── Data ──

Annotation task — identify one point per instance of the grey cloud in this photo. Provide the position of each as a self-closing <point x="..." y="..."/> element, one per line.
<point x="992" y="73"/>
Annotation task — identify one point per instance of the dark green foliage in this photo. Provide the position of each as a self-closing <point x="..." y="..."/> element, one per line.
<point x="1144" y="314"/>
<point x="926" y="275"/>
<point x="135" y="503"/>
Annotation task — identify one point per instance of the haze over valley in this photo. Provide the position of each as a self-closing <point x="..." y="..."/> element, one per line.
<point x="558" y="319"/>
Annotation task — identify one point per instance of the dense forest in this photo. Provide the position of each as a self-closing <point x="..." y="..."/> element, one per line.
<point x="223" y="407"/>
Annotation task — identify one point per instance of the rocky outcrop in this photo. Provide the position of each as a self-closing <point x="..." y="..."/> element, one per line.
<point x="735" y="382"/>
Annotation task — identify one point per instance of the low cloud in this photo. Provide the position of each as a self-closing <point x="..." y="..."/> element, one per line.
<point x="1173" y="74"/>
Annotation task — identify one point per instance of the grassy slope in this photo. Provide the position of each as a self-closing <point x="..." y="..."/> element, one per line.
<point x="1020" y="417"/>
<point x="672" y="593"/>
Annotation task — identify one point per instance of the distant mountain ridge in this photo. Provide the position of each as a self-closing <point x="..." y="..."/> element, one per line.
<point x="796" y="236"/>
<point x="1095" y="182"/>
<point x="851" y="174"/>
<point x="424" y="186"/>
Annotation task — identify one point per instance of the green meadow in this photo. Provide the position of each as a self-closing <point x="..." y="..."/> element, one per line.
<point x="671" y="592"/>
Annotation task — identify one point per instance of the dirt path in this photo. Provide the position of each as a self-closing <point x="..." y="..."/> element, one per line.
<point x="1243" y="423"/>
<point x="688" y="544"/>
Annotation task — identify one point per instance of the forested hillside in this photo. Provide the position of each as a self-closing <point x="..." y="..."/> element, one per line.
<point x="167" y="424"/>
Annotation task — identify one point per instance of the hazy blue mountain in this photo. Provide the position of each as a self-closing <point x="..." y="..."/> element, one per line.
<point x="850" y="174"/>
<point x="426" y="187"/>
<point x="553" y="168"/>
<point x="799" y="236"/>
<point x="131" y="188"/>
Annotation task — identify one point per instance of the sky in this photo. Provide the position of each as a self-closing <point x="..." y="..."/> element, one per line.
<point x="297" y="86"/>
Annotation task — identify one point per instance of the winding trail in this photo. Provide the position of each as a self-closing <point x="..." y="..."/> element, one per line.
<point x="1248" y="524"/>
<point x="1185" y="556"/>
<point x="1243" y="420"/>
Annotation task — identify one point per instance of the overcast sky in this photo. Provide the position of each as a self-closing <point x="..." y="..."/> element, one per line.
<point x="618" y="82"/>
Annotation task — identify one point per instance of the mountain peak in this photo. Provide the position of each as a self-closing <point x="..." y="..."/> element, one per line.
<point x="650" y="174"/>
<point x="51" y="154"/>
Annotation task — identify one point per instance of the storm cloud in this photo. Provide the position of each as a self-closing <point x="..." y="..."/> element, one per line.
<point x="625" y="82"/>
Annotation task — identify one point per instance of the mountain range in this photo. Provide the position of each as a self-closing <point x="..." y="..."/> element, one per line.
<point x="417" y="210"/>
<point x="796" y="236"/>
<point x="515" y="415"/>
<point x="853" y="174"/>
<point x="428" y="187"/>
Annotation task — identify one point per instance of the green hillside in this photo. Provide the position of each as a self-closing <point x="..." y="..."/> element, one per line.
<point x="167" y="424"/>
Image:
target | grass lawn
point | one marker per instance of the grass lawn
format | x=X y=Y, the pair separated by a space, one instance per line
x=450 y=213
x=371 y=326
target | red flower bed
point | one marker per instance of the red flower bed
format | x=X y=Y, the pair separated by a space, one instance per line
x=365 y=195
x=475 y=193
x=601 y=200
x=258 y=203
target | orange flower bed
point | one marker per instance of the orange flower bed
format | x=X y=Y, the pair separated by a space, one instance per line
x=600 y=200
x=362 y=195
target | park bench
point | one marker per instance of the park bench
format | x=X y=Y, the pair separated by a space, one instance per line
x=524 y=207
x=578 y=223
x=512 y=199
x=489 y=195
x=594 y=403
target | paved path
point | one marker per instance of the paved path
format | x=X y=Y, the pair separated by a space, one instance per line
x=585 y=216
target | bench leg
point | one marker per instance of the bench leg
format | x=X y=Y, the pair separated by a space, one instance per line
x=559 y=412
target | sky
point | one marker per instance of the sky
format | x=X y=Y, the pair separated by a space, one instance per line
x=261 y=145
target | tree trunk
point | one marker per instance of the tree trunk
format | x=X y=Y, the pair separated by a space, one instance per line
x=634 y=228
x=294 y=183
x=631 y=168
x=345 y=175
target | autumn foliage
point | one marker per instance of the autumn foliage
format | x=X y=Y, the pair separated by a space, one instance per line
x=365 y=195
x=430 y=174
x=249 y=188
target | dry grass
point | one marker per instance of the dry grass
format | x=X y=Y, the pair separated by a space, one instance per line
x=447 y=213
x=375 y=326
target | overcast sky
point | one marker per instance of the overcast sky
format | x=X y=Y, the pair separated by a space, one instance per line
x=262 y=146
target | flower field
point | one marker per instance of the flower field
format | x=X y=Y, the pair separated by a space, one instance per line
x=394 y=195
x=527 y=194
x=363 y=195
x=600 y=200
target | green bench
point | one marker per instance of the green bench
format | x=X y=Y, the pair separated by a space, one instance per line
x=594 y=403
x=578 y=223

───

**Try it**
Repeat the material in full, exactly as written.

**Answer box**
Annotation task — identify one point per instance of the grey cloud in this photo. Provide the position of each as a self-closing <point x="..." y="..."/> element, one per line.
<point x="992" y="73"/>
Annotation task — identify one point per instance of the dark green foliage in this photo. Provide the position of each as a self-closing <point x="..." y="..."/> element, one per line.
<point x="1144" y="314"/>
<point x="926" y="275"/>
<point x="135" y="503"/>
Annotation task — identify one point per instance of the haze over valley in this photo. Provide the position of each as a self-closing <point x="..." y="..."/> element, one per line.
<point x="558" y="319"/>
Annotation task — identify one point per instance of the dense forest in this photo. Provide the position of each as a self-closing <point x="..." y="..."/> element, one per line.
<point x="223" y="407"/>
Annotation task — identify one point per instance of the rocky outcrop in this photo. Provide the position of each as a self-closing <point x="..." y="..."/> element, one per line.
<point x="735" y="382"/>
Annotation task — identify one point per instance of the low cloud in this photo. Provide the position of each as a self-closing <point x="..." y="..."/> element, one per line.
<point x="1173" y="74"/>
Annotation task — identify one point per instance of the grassy slope in this photo. Provide the position of each as a self-closing <point x="..." y="..."/> element, one per line.
<point x="1020" y="417"/>
<point x="672" y="593"/>
Annotation task — identify one point per instance of the distant mountain ridge in this photo. Provide the position of each as a self-closing <point x="..." y="..."/> element, one per line.
<point x="796" y="236"/>
<point x="1095" y="182"/>
<point x="851" y="174"/>
<point x="424" y="186"/>
Annotation task — identify one point per instance of the green meadow in this photo. Provide the position of each as a self-closing <point x="..." y="..."/> element, one per line.
<point x="671" y="592"/>
Annotation task — identify one point per instance of the dirt path in this photo. Provide the position of each as a self-closing <point x="..." y="..."/> element, one per line.
<point x="1243" y="423"/>
<point x="688" y="544"/>
Annotation task — identify one point per instance of the forested hillside in this photo. Provide the position of each as a self-closing <point x="..." y="..."/> element, one per line.
<point x="167" y="424"/>
Annotation task — identify one point per instance of the hazy blue mountain in this photo. Provide the position of each as a self-closing <point x="..." y="..."/> element, one per line.
<point x="850" y="174"/>
<point x="426" y="187"/>
<point x="553" y="168"/>
<point x="799" y="236"/>
<point x="131" y="188"/>
Annotation task — identify one point per instance of the sky in this photo. Provide the position of each as a self-closing <point x="..." y="..."/> element, one per line.
<point x="297" y="86"/>
Annotation task — identify one point per instance of the winding trail in this photo. Provide the position of each as a self-closing <point x="..." y="..."/> element, one per line.
<point x="1248" y="524"/>
<point x="1185" y="556"/>
<point x="1243" y="420"/>
Annotation task — identify one point per instance of the overcast sky in this photo. Provide the position of each as a self-closing <point x="..." y="..."/> element, one per line.
<point x="618" y="82"/>
Annotation task — identify one point per instance of the mountain peak in this photo. Provide the position of each as a self-closing <point x="..." y="..."/> element, one per line.
<point x="650" y="174"/>
<point x="51" y="154"/>
Annotation task — identify one point per instance of the storm cloud in this photo. Provide the position of each as a self-closing <point x="..." y="..."/> element, one per line.
<point x="625" y="82"/>
Annotation task — identify one point per instance of the mountain range in this photo. Provide the position of each as a self-closing <point x="..." y="..."/> element, one per line.
<point x="417" y="210"/>
<point x="796" y="236"/>
<point x="515" y="415"/>
<point x="853" y="174"/>
<point x="428" y="187"/>
Annotation task — identify one point per instance of the green hillside in this photo. Provide the position of each as a self-closing <point x="..." y="..."/> element, one per line.
<point x="167" y="424"/>
Image:
target | grass lawn
point | one marker per instance of the grass lawn
format | x=X y=Y, the pair separated by a space, one instance per line
x=450 y=213
x=371 y=326
target | red flower bed
point | one marker per instance of the red flower bed
format | x=X y=Y, the pair separated by a space, one instance per line
x=365 y=195
x=475 y=193
x=601 y=200
x=258 y=203
target | orange flower bed
point | one marker per instance of the orange flower bed
format | x=X y=Y, the pair separated by a space, one instance per line
x=600 y=200
x=362 y=195
target | park bench
point | one marker per instance of the park bench
format | x=X y=Y, the pair separated by a space, one instance per line
x=524 y=207
x=578 y=223
x=512 y=199
x=489 y=195
x=594 y=403
target | paved path
point | one marker per instance of the paved path
format | x=X y=Y, the pair separated by a space, one instance per line
x=585 y=216
target | bench leg
point | one marker per instance of the bench leg
format | x=X y=Y, the pair separated by a space, one instance per line
x=559 y=412
target | sky
point | one marker per instance of the sky
format | x=X y=Y, the pair separated by a space, one instance per line
x=261 y=145
target | tree trunk
point | one marker per instance of the tree trunk
format | x=X y=Y, the pair separated by a space, one instance per line
x=634 y=228
x=294 y=183
x=631 y=168
x=345 y=175
target | autumn foliage
point | one marker per instance of the autumn foliage
format | x=X y=Y, the pair separated by a space, one instance per line
x=365 y=195
x=430 y=174
x=249 y=188
target | dry grass
point | one marker per instance of the dry grass
format | x=X y=Y, the pair separated by a space, one instance per line
x=447 y=213
x=375 y=326
target | overcast sky
point | one marker per instance of the overcast sky
format | x=X y=Y, the pair separated by a space, one instance per line
x=262 y=146
target | flower field
point | one marker per instance of the flower field
format | x=X y=Y, the pair separated by a space, one instance per line
x=394 y=195
x=527 y=194
x=363 y=195
x=600 y=200
target | green bench
point | one marker per instance of the green bench
format | x=X y=Y, the pair separated by a space, one instance per line
x=594 y=403
x=578 y=223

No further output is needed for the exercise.